Entries shown:
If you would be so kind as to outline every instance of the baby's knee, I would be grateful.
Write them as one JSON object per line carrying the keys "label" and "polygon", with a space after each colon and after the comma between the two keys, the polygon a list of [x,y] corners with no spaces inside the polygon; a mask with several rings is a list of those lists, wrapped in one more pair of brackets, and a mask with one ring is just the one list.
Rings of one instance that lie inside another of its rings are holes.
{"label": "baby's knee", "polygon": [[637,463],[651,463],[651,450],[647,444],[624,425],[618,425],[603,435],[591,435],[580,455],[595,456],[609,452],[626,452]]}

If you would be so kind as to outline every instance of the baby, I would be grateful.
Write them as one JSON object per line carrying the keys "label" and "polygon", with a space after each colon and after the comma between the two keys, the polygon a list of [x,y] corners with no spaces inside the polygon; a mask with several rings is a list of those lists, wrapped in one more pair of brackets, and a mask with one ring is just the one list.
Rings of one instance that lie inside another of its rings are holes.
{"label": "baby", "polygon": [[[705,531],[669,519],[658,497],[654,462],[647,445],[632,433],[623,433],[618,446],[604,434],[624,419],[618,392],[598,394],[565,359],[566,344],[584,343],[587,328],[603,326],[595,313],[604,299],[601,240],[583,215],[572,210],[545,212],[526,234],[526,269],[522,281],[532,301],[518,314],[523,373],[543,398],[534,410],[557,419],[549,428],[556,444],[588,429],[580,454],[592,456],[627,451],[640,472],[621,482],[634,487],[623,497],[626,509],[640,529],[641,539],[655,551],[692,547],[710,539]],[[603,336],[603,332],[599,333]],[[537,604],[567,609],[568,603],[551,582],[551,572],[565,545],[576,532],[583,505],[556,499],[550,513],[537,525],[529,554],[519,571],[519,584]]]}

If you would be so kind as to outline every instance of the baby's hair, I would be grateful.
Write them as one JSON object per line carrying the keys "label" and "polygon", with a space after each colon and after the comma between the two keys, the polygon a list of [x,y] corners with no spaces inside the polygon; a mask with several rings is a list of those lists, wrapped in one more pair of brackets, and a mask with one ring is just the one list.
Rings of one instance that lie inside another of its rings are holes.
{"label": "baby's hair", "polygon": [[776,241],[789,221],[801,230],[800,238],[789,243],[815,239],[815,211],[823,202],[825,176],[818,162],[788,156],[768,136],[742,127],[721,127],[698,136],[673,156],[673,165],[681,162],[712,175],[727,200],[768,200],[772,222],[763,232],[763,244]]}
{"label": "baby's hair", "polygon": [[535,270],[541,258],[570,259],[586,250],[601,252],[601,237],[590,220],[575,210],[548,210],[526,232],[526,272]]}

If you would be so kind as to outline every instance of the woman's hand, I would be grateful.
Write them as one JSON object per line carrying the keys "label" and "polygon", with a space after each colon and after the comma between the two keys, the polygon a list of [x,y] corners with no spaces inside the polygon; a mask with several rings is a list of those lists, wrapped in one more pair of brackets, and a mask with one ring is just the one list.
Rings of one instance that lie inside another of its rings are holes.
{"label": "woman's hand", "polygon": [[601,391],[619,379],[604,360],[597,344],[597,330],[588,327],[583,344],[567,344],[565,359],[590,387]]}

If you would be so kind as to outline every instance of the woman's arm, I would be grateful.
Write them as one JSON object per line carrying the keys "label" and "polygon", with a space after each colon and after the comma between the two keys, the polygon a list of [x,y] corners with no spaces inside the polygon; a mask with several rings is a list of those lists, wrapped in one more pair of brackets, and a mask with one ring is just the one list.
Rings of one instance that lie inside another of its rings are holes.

Work to complete:
The answer is the full set of records, printed exactly as given.

Response below:
If you would be so kind as to outline every instance of the baby's knee, I would be grateful.
Write them as one JSON object per line carrying the keys "label" and "polygon", with a space after each colon and after the comma between the two keys, the polygon a list of [x,y] corners with no spaces inside the polygon; a mask with several rings is a list of those lists, wrapped in one more pair of brackets, and a mask with one ring is just the one list.
Rings of one instance that lie inside another of its rings are holes.
{"label": "baby's knee", "polygon": [[637,463],[651,463],[651,450],[647,444],[624,425],[618,425],[603,435],[591,435],[580,455],[595,456],[609,452],[626,452]]}

If you would be so kind as to outline every instance of the baby, I would be grateful.
Write them as one JSON object per line carrying the keys "label" and "polygon", with a space after each colon and after the comma between the two keys, the polygon a list of [x,y] corners with no spaces inside the polygon; a mask with several rings is a list of those lists, wrapped in one more pair of brackets, and a mask with one ring is just the one list.
Rings of one instance that lie inside another of its rings are holes.
{"label": "baby", "polygon": [[[705,531],[669,519],[658,497],[654,462],[647,445],[632,433],[623,433],[618,446],[604,434],[624,419],[618,392],[598,394],[565,359],[566,344],[584,343],[587,328],[603,326],[595,313],[604,299],[601,240],[583,215],[572,210],[545,212],[526,234],[526,269],[522,281],[532,301],[518,314],[523,373],[543,398],[534,410],[557,419],[549,428],[556,444],[588,429],[580,454],[592,456],[627,451],[640,472],[621,482],[634,487],[623,497],[626,509],[640,529],[641,539],[655,551],[692,547],[710,539]],[[603,336],[603,332],[599,333]],[[537,604],[567,609],[568,603],[551,582],[551,572],[565,545],[576,532],[583,505],[556,499],[550,513],[537,525],[529,554],[519,571],[519,584]]]}

If you would be so kind as to outline every instance of the baby's hair, I would be grateful.
Write them as one JSON object per line carrying the keys "label" and "polygon", with a space after each colon and after the comma between the two keys, the polygon a list of [x,y] corners with no spaces inside the polygon; a mask with several rings is a list of those lists, wrapped in one more pair of brackets, and a mask with one ring is just the one list.
Rings of one instance that lie inside another of its rings are holes.
{"label": "baby's hair", "polygon": [[776,241],[789,221],[801,230],[800,238],[789,243],[815,239],[815,211],[823,202],[825,176],[818,162],[788,156],[768,136],[742,127],[721,127],[698,136],[673,156],[673,165],[681,162],[712,175],[727,200],[768,200],[772,222],[763,232],[763,244]]}
{"label": "baby's hair", "polygon": [[535,270],[541,258],[570,259],[586,250],[601,252],[601,237],[590,220],[575,210],[548,210],[526,232],[526,272]]}

If you would be so kind as to outline every instance of the woman's hand, I would be grateful.
Write them as one JSON object per line carrying the keys "label" and "polygon", with a space after each colon and after the comma between the two keys, the polygon a list of [x,y] corners with no spaces inside the polygon; a mask with several rings is a list of those lists, wrapped in one more pair of brackets, and a mask with one ring is just the one list.
Rings of one instance that lie inside another of its rings are holes.
{"label": "woman's hand", "polygon": [[601,391],[619,379],[604,360],[597,344],[597,330],[588,327],[583,344],[567,344],[565,359],[590,387]]}

If you would be so kind as to outline every instance of the woman's arm, I would be grateful.
Write them as one JSON object per line carrying the keys "label" and "polygon", with a space after each colon and after the comma between the two keys, the polygon a list of [x,y] corners with no spaces inside the polygon; a mask with several rings is a list of those lists, wrapped in one more pair of brackets, and a mask with one ring is just the one list.
Rings of one instance that lie inside another of its rings are holes.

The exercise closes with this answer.